Records to process |
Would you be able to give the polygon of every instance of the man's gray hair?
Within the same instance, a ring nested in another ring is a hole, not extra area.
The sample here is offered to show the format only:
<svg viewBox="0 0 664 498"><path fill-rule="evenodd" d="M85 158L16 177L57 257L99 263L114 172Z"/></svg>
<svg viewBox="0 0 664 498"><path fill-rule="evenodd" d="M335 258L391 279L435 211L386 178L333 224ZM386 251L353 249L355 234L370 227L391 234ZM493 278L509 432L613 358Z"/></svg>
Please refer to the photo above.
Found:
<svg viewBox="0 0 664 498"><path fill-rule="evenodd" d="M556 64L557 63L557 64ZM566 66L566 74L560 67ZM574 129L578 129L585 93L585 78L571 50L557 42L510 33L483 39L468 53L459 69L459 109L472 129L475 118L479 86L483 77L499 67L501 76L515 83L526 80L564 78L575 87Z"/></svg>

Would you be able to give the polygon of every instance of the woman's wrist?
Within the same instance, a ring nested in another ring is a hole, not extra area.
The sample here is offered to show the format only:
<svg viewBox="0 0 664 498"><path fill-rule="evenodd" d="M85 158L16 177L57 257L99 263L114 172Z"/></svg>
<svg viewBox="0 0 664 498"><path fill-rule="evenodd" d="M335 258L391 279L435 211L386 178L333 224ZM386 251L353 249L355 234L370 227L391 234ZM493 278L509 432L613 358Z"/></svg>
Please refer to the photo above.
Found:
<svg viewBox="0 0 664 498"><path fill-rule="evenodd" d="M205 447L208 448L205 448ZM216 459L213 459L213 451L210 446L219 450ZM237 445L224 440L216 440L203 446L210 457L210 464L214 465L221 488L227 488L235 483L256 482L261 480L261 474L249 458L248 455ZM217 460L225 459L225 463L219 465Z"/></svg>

Aim | Set out all the lines above as a numbered list, leaving out the blank lines.

Task output |
1. Would you be able to give the polygon of every instance of the man's gray hair?
2. Within the same instance, a ring nested in another ring is a hole, not extra area.
3. The sample here is offered to show the format only:
4. <svg viewBox="0 0 664 498"><path fill-rule="evenodd" d="M85 158L16 177L57 257L99 263L114 172Z"/></svg>
5. <svg viewBox="0 0 664 498"><path fill-rule="evenodd" d="M335 258L391 279L435 211L386 178L333 224ZM386 251L353 249L355 234L370 227L391 234ZM493 278L509 432L613 358Z"/></svg>
6. Please refer to the photo above.
7. Found:
8. <svg viewBox="0 0 664 498"><path fill-rule="evenodd" d="M556 64L557 63L557 64ZM566 66L566 74L560 67ZM574 129L578 129L585 93L585 78L571 50L557 42L510 33L483 39L468 53L459 69L459 109L472 129L475 118L479 86L483 77L499 67L501 76L515 83L526 80L564 78L575 87Z"/></svg>
9. Would you be able to give the polygon of every instance of the woman's wrist?
10. Within the same instance, a ring nested in another ring is a hole, not extra area.
11. The sample here is offered to show the format only:
12. <svg viewBox="0 0 664 498"><path fill-rule="evenodd" d="M85 158L16 177L57 257L99 263L114 172Z"/></svg>
13. <svg viewBox="0 0 664 498"><path fill-rule="evenodd" d="M335 258L391 279L435 211L386 178L333 224ZM386 251L353 249L355 234L370 227L391 234ZM493 278L509 432L613 358Z"/></svg>
14. Please refer to the photo above.
15. Found:
16. <svg viewBox="0 0 664 498"><path fill-rule="evenodd" d="M205 447L208 448L205 448ZM216 459L213 459L213 451L210 446L219 450ZM237 445L224 440L216 440L203 446L210 457L210 464L214 465L221 488L227 488L235 483L256 482L261 480L261 474L249 458L248 455ZM217 460L225 459L225 463L219 465Z"/></svg>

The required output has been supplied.